Extracted text:

• • • • •

I was waiting for my mom to finish a phone call so I could ask her if I could go to the movies Friday night with a group of friends. He peeked his head in and said to come into his office while I waited. Since I had been around the office forever, I didn’t think anything weird about it, and talking to someone beat listening to my mom’s boring sales call.

So I went into his office, and he closed the door. Nothing happened. Well, nothing physical. He did flirt with me though. I was 15, but I wasn’t stupid and I knew what flirting was. And I knew that I liked the attention. Coming from a broken home without a father figure around and a mom who works a lot will do that to a girl. And he knew that. Maybe not the details, but he knew about me and preyed on my insecurities.

Something in me felt funny. I knew the attention was wrong, but nevertheless I liked it. I was starved for it. So he continued. Over the next two years whenever I would stop by my mom’s work, I’d try to find an excuse to run into him. He never touched me; he didn’t have to. But his words escalated into something much more sexual in nature.

• • • • •

Dataset excerpts:
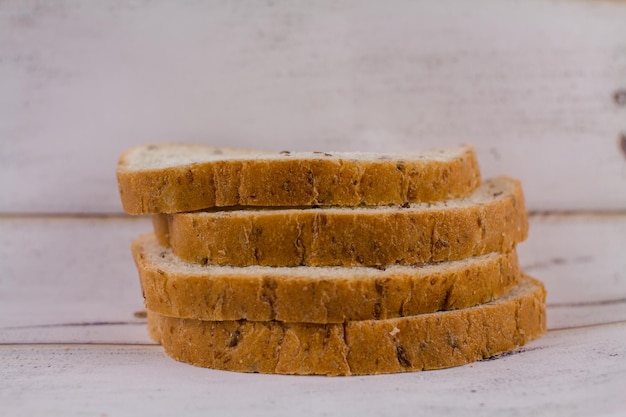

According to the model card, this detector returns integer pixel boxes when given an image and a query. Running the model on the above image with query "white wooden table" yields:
[0,0,626,417]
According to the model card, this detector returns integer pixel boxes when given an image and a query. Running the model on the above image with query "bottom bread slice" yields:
[148,276,546,375]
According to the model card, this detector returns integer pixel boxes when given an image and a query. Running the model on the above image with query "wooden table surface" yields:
[0,0,626,417]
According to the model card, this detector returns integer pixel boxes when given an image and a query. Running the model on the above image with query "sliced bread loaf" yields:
[132,234,520,323]
[117,145,480,214]
[155,177,528,266]
[148,277,546,375]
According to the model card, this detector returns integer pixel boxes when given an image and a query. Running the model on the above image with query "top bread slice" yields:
[117,144,480,215]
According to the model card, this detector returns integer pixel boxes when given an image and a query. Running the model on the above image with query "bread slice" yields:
[117,145,480,214]
[148,277,546,375]
[155,177,528,266]
[132,234,520,323]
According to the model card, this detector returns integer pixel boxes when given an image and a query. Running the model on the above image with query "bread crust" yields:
[155,177,528,266]
[132,235,521,323]
[148,277,546,376]
[117,145,480,215]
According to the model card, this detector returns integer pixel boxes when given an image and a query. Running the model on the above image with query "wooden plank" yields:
[0,216,626,343]
[0,323,626,417]
[0,0,626,213]
[518,214,626,304]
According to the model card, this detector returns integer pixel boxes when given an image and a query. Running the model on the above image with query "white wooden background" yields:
[0,0,626,417]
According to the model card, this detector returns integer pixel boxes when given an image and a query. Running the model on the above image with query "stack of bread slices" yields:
[117,145,545,375]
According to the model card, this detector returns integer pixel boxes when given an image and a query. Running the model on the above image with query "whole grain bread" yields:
[155,177,528,266]
[148,277,546,375]
[132,234,520,323]
[117,144,480,215]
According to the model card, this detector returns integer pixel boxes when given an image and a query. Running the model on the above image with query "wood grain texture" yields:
[0,0,626,213]
[0,0,626,417]
[0,323,626,417]
[0,216,626,343]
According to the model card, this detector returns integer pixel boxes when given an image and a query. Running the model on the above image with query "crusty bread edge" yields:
[117,145,480,215]
[148,276,546,376]
[132,235,520,323]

• • • • •

Goal of the exercise: Reproduce the stretch of the personal account at the top from "So I went into" through "sexual in nature.", word for word.

Output for this exercise:
So I went into his office, and he closed the door. Nothing happened. Well, nothing physical. He did flirt with me though. I was 15, but I wasn’t stupid and I knew what flirting was. And I knew that I liked the attention. Coming from a broken home without a father figure around and a mom who works a lot will do that to a girl. And he knew that. Maybe not the details, but he knew about me and preyed on my insecurities.

Something in me felt funny. I knew the attention was wrong, but nevertheless I liked it. I was starved for it. So he continued. Over the next two years whenever I would stop by my mom’s work, I’d try to find an excuse to run into him. He never touched me; he didn’t have to. But his words escalated into something much more sexual in nature.